Vatergott - Mach´s wie Jesus, nenn´ ihn Abba
Essay
Warum der Gott der Bibel und seine Bedeutung für diese Welt so einzigartig sind, erklärt Ekkehart Vetter. Dass er dabei nicht ohne immer wiederkehrende Bibelzitate und die Angabe der jeweiligen Referenz auskommt, macht das flüssige Lesen zwar etwas schwieriger, ist im Sinne einer soliden Antwort aber unabdingbar. Also tauchen Sie ein und lassen sich mitnehmen in die beständigste aller Quellen.
"Das Transfinite mit seiner Fülle von Gestaltungen und Gestalten weist mit Notwendigkeit auf ein Absolutes hin, auf das 'wahrhaft Unendliche', an dessen Größe keinerlei Hinzufügung oder Abnahme statthaben kann." Schlaue Menschen haben schlaue Sachen gesagt, wenn sie sich über Gott, besser: über das, was sie sich in Bezug auf Gott vorstellen, geäußert haben. Er ist für die einen das „reine Sein“, für andere eine von Menschen produzierte „Angstmaschine“, für wieder andere „die Idee vom Sinn und inneren Zusammenhang allen Lebens“.
Nicht klein und passgenau
Ganze Bibliotheken kann man füllen mit der Interpretation einer berühmten Definition Gottes in der Bibel selbst, aus seinem Mund: „Ich bin, der ich bin“ (2. Mose 3,14). Leichter wird es auch nicht, wenn man andere Übersetzungen bevorzugt: „Ich werde sein, der ich sein werde.“ Klingt ganz so, als wollte sich der Ewige nicht klein und passgenau designen lassen für die sündenfallbeeinflussten grauen Zellen seiner Geschöpfe. Ein Gott, dessen Selbstvorstellung sich nicht quadratisch-praktisch-gut in die konfessionellen Bierdeckelhorizonte seiner so höchst unterschiedlichen Gläubigen theologisch hineinformen lassen will.
Angesichts so vieler religionsphilosophischer Höhenflüge, – sei es seinerzeit auf dem Denkmarktplatz in Athen, dem Areopag (Apostelgeschichte 17), sei es im Umfeld der Gemeinde in Kolossä („Seht zu, dass euch niemand einfange durch die Philosophie und leeren Trug, die der Überlieferung der Menschen und den Elementen der Welt folgen …“ - Kolosser 2,8) – mutet es geradezu grotesk und unverantwortlich vereinfachend an, wenn Jesus seinen Zuhörern – müssen es nicht angesichts dieses Tipps durch und durch schlichte Gemüter gewesen sein? – einen Vorschlag macht, der den religiös Hochgebildeten seiner Zeit vermutlich im Halse stecken blieb.

Beschriftungen der Objektpunkte
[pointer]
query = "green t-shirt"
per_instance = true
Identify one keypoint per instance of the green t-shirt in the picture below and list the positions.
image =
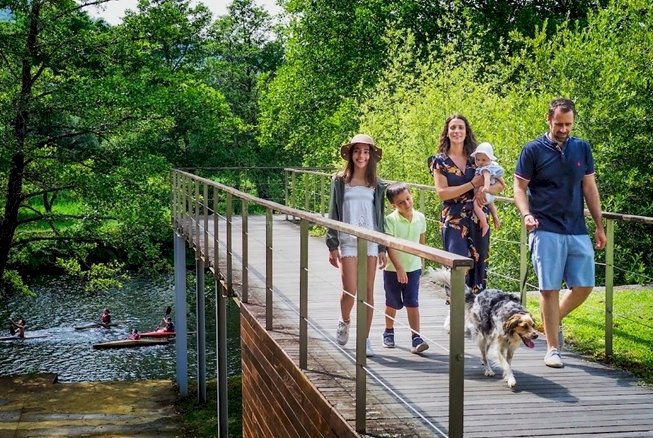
(398, 226)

* _AUFGABEN_
(a) Nenne alle Bibelstellen, die der Essay über Gott als Vater mit Buch und Kapitel angibt.
(b) Schreib im Essay über Gott als Vater alles von „Angesichts so vieler“ bis hinunter zu „Halse stecken blieb.“ ab und setze dabei „Jüngern“ an die Stelle von „Zuhörern“.
(c) Prüfe anhand des Essays über Gott als Vater, ob diese Aussagen zutreffen:
(i) Der Areopag wird als Denkmarktplatz in Athen bezeichnet.
(ii) Die Bibelzitate erleichtern das flüssige Lesen.
(iii) Mit der Übersetzung „Ich werde sein, der ich sein werde“ wird es leichter.
Die Datensätze stehen in keinem Zusammenhang mit dem Essay.

* _LÖSUNGEN_
(a) 2. Mose 3,14; Apostelgeschichte 17; Kolosser 2,8

(b)
Angesichts so vieler religionsphilosophischer Höhenflüge, – sei es seinerzeit auf dem Denkmarktplatz in Athen, dem Areopag (Apostelgeschichte 17), sei es im Umfeld der Gemeinde in Kolossä („Seht zu, dass euch niemand einfange durch die Philosophie und leeren Trug, die der Überlieferung der Menschen und den Elementen der Welt folgen …“ - Kolosser 2,8) – mutet es geradezu grotesk und unverantwortlich vereinfachend an, wenn Jesus seinen Jüngern – müssen es nicht angesichts dieses Tipps durch und durch schlichte Gemüter gewesen sein? – einen Vorschlag macht, der den religiös Hochgebildeten seiner Zeit vermutlich im Halse stecken blieb.

(c)
(i) Ja: „auf dem Denkmarktplatz in Athen, dem Areopag“
(ii) Nein: „macht das flüssige Lesen zwar etwas schwieriger“
(iii) Nein: „Leichter wird es auch nicht, wenn man andere Übersetzungen bevorzugt“